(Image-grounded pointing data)
────────────────────
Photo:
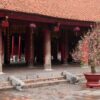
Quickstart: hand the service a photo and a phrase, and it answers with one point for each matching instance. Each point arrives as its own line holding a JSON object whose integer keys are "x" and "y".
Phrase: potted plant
{"x": 87, "y": 52}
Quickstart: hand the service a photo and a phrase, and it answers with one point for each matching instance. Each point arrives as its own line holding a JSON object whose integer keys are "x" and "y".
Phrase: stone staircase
{"x": 34, "y": 80}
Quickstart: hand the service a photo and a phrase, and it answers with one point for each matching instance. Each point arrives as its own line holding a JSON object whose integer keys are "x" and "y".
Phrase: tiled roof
{"x": 86, "y": 10}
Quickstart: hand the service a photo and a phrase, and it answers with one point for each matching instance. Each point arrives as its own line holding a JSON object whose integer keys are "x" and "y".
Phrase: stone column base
{"x": 47, "y": 67}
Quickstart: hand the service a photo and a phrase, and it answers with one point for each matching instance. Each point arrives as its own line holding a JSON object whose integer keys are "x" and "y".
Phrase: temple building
{"x": 43, "y": 32}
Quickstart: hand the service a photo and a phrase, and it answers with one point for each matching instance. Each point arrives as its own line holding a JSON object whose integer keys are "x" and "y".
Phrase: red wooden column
{"x": 12, "y": 50}
{"x": 1, "y": 62}
{"x": 63, "y": 46}
{"x": 19, "y": 47}
{"x": 47, "y": 49}
{"x": 31, "y": 60}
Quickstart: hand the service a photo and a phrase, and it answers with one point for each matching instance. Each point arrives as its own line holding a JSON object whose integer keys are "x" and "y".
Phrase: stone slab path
{"x": 54, "y": 92}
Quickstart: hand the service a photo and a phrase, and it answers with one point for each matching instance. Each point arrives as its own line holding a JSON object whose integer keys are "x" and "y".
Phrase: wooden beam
{"x": 41, "y": 18}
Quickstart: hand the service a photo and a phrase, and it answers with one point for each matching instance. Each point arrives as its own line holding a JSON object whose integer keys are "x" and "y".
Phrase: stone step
{"x": 34, "y": 82}
{"x": 44, "y": 83}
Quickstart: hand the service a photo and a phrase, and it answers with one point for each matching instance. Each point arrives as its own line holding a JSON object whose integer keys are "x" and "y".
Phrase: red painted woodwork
{"x": 12, "y": 51}
{"x": 19, "y": 47}
{"x": 5, "y": 24}
{"x": 41, "y": 18}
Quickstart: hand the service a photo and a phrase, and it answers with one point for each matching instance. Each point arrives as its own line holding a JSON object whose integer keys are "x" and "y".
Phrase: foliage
{"x": 87, "y": 50}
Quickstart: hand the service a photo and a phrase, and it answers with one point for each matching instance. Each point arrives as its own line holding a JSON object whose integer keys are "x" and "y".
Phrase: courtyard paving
{"x": 63, "y": 91}
{"x": 55, "y": 92}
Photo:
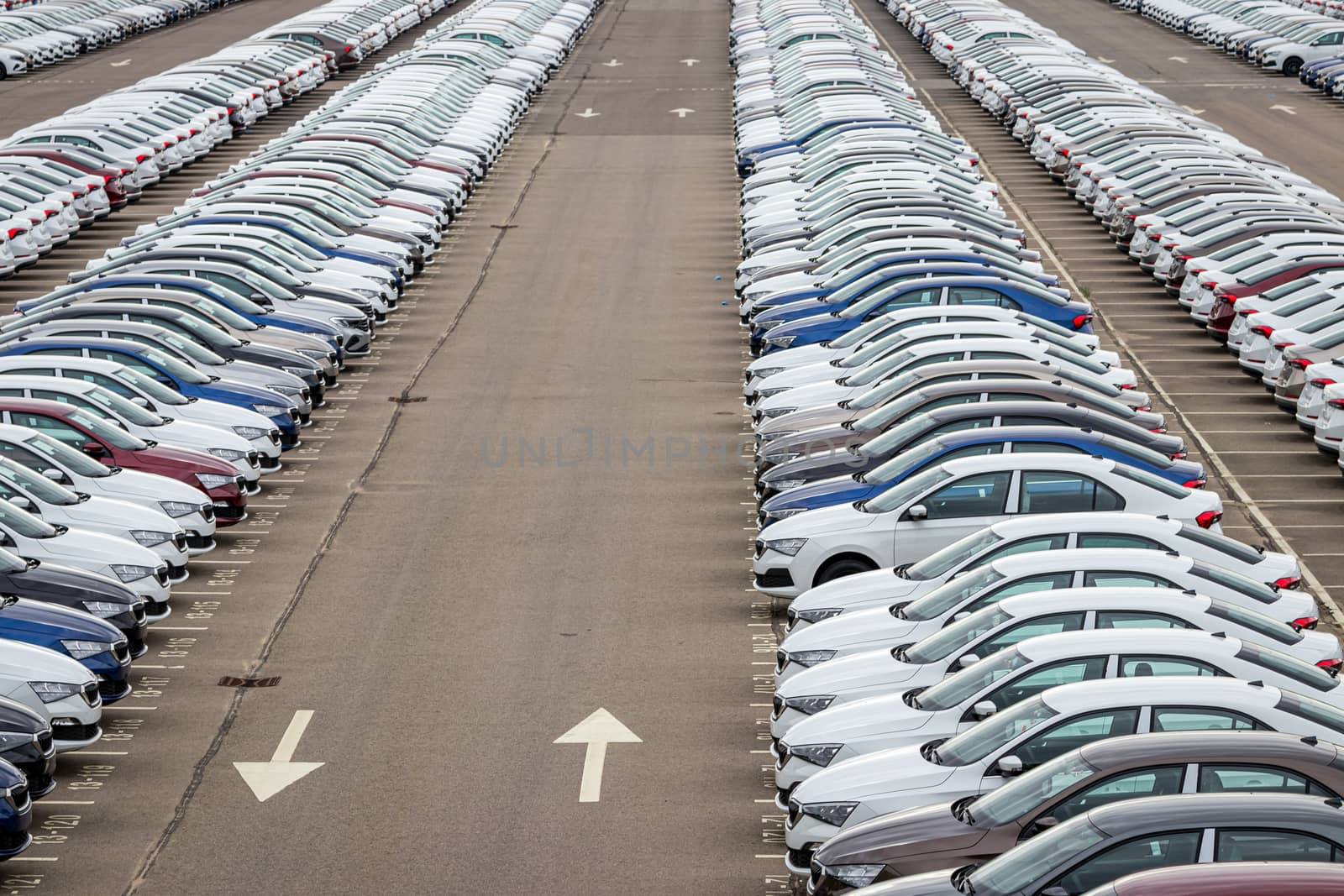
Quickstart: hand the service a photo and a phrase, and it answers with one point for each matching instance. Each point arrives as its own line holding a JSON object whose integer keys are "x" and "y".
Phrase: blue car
{"x": 15, "y": 812}
{"x": 96, "y": 644}
{"x": 911, "y": 265}
{"x": 1072, "y": 315}
{"x": 171, "y": 372}
{"x": 998, "y": 439}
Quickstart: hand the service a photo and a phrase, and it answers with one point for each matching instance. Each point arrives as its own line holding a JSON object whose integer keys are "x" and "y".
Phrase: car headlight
{"x": 53, "y": 691}
{"x": 830, "y": 813}
{"x": 811, "y": 705}
{"x": 13, "y": 739}
{"x": 853, "y": 875}
{"x": 148, "y": 537}
{"x": 85, "y": 649}
{"x": 105, "y": 609}
{"x": 129, "y": 573}
{"x": 214, "y": 479}
{"x": 790, "y": 547}
{"x": 816, "y": 754}
{"x": 808, "y": 658}
{"x": 178, "y": 508}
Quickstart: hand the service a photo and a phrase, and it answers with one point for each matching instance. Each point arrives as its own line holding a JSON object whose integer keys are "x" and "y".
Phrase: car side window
────────────────────
Task description. Set down the entries again without change. Leave the pictures out.

Worked solution.
Photo:
Quickstart: hand the service a photo and a phrase, and it answers with one point for each matching instance. Each point arrives as its own line holding a JSON object whose integer keys are "x" and "y".
Phrase: potted plant
{"x": 87, "y": 52}
Quickstart: hand the service a photo and a phrase, and it answers with one point for each matching instance. Each point arrives as its own line holding a JSON object whose integer keys are "x" and "y".
Phrase: stone staircase
{"x": 34, "y": 80}
Quickstart: hand the service a photo and a phrase, and it answers with one point for each matching instance. Each point arrives as its own line holding a JSON object whose integer keys are "x" and "y".
Phrase: tiled roof
{"x": 86, "y": 10}
Quickstart: hand the service a photo and a phrase, and it answers with one point for each matching instance. Each point arrives as its own line holding a JSON object whose integer keys are "x" and "y".
Phrase: stone column base
{"x": 47, "y": 67}
Quickstart: hand the service a photo and a phrase, and it answers with one point for each matching instance. Each point arrives as its own line holding a JSON object whose integer keys are "x" and "y".
Phrase: temple building
{"x": 43, "y": 32}
Quickstart: hand the service a photo and a phrase, and it answers with one point for each matching instance. Each point arrives as its own line holding a JSON object whose integer keys are "x" and "y".
Phrase: red wooden column
{"x": 12, "y": 50}
{"x": 1, "y": 62}
{"x": 63, "y": 46}
{"x": 19, "y": 47}
{"x": 47, "y": 49}
{"x": 31, "y": 60}
Quickstart: hand the service a photo and a phrase, and it answers with one point for each matching instance. Each point arrives as its own line holding a JSON object whose integer keys are "x" and "y".
Phrase: stone slab path
{"x": 54, "y": 92}
Quickstart: hand the service a photo and a phrase, and it answers with one point for each matching instance. Each point arrives as its own line holding a JSON object whose integer keys are "x" and "y".
Phrase: wooden beam
{"x": 41, "y": 18}
Quickstart: hand the service a photo and a phrase, and it answers with one point for each matching instance. Each point arrives as its own line holding a JSON object whose integer keys are "x" and "y".
Phrase: stone step
{"x": 34, "y": 82}
{"x": 44, "y": 83}
Quickstart: hand the service a photo and a phrase, and it answers with one point for each matching instance. Each point arrives as its own line holding a JSON object whose integer keys are "x" and "y".
Phrase: red painted woodwork
{"x": 12, "y": 51}
{"x": 19, "y": 47}
{"x": 5, "y": 24}
{"x": 41, "y": 18}
Quickstart: hand the service a photo and a phrase, and it answers with one point for each matching instance. Each point arrives as its own line holding a JSON object whose integer keys are "x" and "y".
Phrase: foliage
{"x": 87, "y": 50}
Quickstart: hand the service a photo and a phrase, and it answers with one point for each matching instance. Each point arrives as its own line holding a JSON object whose integer keys are "x" and "y".
Phrase: courtyard paving
{"x": 63, "y": 91}
{"x": 55, "y": 92}
Photo:
Quickstart: hand the service a photo and a phrase, and it answers with one point for each matching instance. Each point arrives as its own line holding a JSON object whose integer keys are "x" and "y".
Phrase: blue car
{"x": 15, "y": 812}
{"x": 96, "y": 644}
{"x": 911, "y": 265}
{"x": 1072, "y": 315}
{"x": 171, "y": 372}
{"x": 998, "y": 439}
Quickstart: hand the service a photo and a phrase, and it answers with one point for each matching instance. Each point arrives as its own line holding a JSON object whose integer keys are "x" and "y".
Phrase: car headlight
{"x": 53, "y": 691}
{"x": 830, "y": 813}
{"x": 811, "y": 705}
{"x": 13, "y": 739}
{"x": 853, "y": 875}
{"x": 148, "y": 537}
{"x": 85, "y": 649}
{"x": 105, "y": 609}
{"x": 129, "y": 573}
{"x": 214, "y": 479}
{"x": 790, "y": 547}
{"x": 816, "y": 754}
{"x": 808, "y": 658}
{"x": 178, "y": 508}
Quickstart: hand the service a photo and a phrase, and it answers with one point for each matching instance. Each point arrives as its own line holding a JSON object whose integer keys are "x" and "y".
Phrase: car side window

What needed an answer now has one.